Excerpt to read:
=-=-=-=-=

Uninitialized memory varying from read to read

In the MaybeUninit docs:

Moreover, uninitialized memory is special in that it does not have a fixed value (“fixed” meaning “it won’t change without being written to”). Reading the same uninitialized byte multiple times can give different results. This makes it undefined behavior to have uninitialized data in a variable even if that variable has an integer type, which otherwise can hold any fixed bit pattern.

I can see how if you trigger UB the compiler could compile your code in a way that it's as if reading a memory location twice gave different results, because the optimizer could decide returning anything is valid and make different choices in different contexts, but this seems to be saying the causality can go the other way -- that there could be an odd CPU/arch/OS where uninit memory would give different results when repeatedly read, and that this is the reason uninitialized memory must be UB? Can that somehow happen?

I'd expect at the asm level if I read a memory location without writing to it first I might get any value, but that no matter how many times I read from it without writing to it inbetween I won't get a different result (excluding remapping the address with mmap). Is that not true?

1 Like

Yes. Memory tagged with MADV_FREE can asynchronously change from a nonzero value to a zero value before it is initialized: madvise(2) - Linux manual page.

6 Likes

I'm guessing memory-mapped IO doesn't count here, does it?

Because when you map hardware registers to addresses it's really common for the memory to change in the background (e.g. because that address is attached to an input) or as a side-effect of reading (e.g. flags will often clear themselves after they've been read).

To be clear, the statement in the documentation is correct regardless of whether the situation is possible from the hardware/OS point-of-view.

8 Likes

Nah I wouldn't consider MMIO to count, I'd consider that to be another device having init'd the memory.

1 Like

That' the opposite of the poster. That would be initialized memory changing wouldn't it? That looks lie read 5, 5, 5, then 0s.

Is the results of an madvice free tagged as uninit? Sounds legit for that. Seems like a rather strong blanket asserion for such a corner case.

I can see other cases of memory changing underneath you, but those are more the case of you writing to a region controllled by someone else, and that seems different.

The memory is semantically not initialized - that's the only reason it's valid to madvise it with MADV_FREE.

That;s a little odd. It asserts some supremacy of the compiler over the hardware that it actually runs on.

=-=-=-=-=

Information:

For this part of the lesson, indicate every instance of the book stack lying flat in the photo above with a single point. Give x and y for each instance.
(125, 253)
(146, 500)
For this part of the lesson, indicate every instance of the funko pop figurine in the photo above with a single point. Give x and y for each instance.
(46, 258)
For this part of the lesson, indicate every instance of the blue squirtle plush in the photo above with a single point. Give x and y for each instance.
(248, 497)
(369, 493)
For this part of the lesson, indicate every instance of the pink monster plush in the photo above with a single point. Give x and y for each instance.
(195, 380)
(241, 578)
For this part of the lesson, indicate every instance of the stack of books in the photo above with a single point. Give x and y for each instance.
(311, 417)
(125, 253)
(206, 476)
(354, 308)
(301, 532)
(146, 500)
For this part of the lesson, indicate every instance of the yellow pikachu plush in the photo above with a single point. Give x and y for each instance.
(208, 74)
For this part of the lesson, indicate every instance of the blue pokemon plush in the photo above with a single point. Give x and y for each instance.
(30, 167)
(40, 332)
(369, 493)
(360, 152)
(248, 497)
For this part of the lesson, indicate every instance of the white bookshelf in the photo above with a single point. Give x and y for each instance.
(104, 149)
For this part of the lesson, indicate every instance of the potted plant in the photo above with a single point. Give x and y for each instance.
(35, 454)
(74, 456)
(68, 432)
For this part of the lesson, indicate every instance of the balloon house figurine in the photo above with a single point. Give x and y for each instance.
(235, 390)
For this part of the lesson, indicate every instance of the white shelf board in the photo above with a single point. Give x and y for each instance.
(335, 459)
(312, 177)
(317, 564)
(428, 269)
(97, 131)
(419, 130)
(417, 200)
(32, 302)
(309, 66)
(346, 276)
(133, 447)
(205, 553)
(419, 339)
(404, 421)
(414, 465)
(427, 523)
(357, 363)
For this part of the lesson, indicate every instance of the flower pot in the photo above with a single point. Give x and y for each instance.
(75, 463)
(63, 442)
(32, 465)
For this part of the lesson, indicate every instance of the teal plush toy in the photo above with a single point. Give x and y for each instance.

=-=-=-=-=

Questions on the material:
1: Rewrite the part of the thread on uninitialized memory starting at "Because when you" and ending at "the hardware/OS point-of-view.", with "hardware registers" replaced by "device registers".
2: In the thread on uninitialized memory, what can memory tagged with MADV_FREE do before it is initialized?
3: In the thread on uninitialized memory, restate the paragraph beginning "I can see how if you trigger UB" more briefly, keeping its main points.

Answers in order:
1:
Because when you map device registers to addresses it's really common for the memory to change in the background (e.g. because that address is attached to an input) or as a side-effect of reading (e.g. flags will often clear themselves after they've been read).

To be clear, the statement in the documentation is correct regardless of whether the situation is possible from the hardware/OS point-of-view.

2: It can asynchronously change from a nonzero value to a zero value.

3: Triggering UB could let the compiler make two reads of one memory location seem to give different results, since the optimizer may decide returning anything is valid and choose differently in different contexts. The docs, however, seem to suggest the reverse: that some odd CPU, architecture, or OS might give different results on repeated reads of uninitialized memory, and that this is why uninitialized memory must be UB. The paragraph asks whether that can actually happen.